Top of Input records
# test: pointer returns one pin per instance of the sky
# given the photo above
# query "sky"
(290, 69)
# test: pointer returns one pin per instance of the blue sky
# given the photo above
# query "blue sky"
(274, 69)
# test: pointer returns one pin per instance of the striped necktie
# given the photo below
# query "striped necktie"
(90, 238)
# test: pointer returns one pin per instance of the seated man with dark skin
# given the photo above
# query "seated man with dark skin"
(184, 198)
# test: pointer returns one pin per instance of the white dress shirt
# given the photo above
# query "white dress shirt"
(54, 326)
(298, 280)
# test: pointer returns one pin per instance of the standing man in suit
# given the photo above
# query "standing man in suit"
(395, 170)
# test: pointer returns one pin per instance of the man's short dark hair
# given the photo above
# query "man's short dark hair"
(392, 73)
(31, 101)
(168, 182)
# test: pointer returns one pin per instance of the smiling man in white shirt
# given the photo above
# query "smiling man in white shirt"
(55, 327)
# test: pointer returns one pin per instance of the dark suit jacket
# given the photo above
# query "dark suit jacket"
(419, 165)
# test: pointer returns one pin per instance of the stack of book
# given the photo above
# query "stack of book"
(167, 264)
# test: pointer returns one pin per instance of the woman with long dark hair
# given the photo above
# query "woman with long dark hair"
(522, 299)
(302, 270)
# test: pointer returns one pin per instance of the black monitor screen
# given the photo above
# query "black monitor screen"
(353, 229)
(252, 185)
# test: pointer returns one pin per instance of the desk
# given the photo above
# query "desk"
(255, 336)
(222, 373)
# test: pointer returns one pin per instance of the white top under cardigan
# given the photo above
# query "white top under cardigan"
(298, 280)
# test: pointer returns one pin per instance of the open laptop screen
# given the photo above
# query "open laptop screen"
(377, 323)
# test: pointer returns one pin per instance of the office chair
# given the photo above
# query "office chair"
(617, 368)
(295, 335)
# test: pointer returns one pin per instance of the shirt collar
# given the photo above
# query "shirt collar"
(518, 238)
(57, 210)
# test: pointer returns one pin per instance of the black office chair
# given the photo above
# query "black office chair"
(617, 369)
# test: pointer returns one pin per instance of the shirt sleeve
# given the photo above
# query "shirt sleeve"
Bottom of Input records
- The task
What is needed is an exact copy of all the data above.

- Answer for this exercise
# test: pointer returns one pin per instance of the sky
# given the photo above
# query "sky"
(290, 69)
# test: pointer returns one pin per instance of the blue sky
# given the photo above
# query "blue sky"
(274, 69)
# test: pointer returns one pin per instance of the striped necktie
# given the photo below
# query "striped necktie"
(90, 238)
# test: pointer returns one pin per instance of the seated man with dark skin
# given the photo above
# query "seated man with dark skin"
(184, 198)
# test: pointer returns one pin per instance of the white dress shirt
# given the photo above
# query "white dress shirt"
(54, 326)
(298, 280)
# test: pointer returns one pin per instance of the standing man in suit
# given the photo above
# query "standing man in suit"
(395, 170)
# test: pointer returns one pin per instance of the man's short dark hair
# given the photo above
# query "man's short dark hair"
(392, 73)
(31, 101)
(168, 182)
# test: pointer returns one pin per instance of the smiling man in white shirt
# given the photo above
# query "smiling man in white shirt"
(55, 327)
# test: pointer returns one pin per instance of the dark suit jacket
# given the photo above
# query "dark suit jacket"
(419, 165)
# test: pointer returns one pin per instance of the stack of book
# given the photo above
# query "stack of book"
(167, 264)
# test: pointer returns one pin per instance of the woman with long dark hair
# given the photo above
# query "woman with long dark hair"
(522, 299)
(302, 270)
# test: pointer returns one pin per instance of the black monitor screen
# given the photo above
# query "black monitor screen"
(353, 229)
(252, 185)
# test: pointer returns one pin per instance of the desk
# given the photo above
# query "desk"
(255, 336)
(222, 373)
# test: pointer returns one pin per instance of the white top under cardigan
# given the photo above
# query "white top under cardigan"
(298, 280)
# test: pointer returns one pin per instance of the open laptop screen
# given the photo above
# query "open laptop screen"
(377, 323)
# test: pointer returns one pin per instance of the office chair
# given the photo above
# query "office chair"
(617, 368)
(295, 335)
# test: pointer returns one pin per instance of the shirt collar
# given the photo above
# query "shirt collar"
(518, 238)
(57, 210)
# test: pointer returns one pin per instance of the black office chair
# given the photo above
# query "black office chair"
(617, 369)
# test: pointer returns one pin per instance of the shirt sleeve
# given the photo above
# query "shirt sleeve"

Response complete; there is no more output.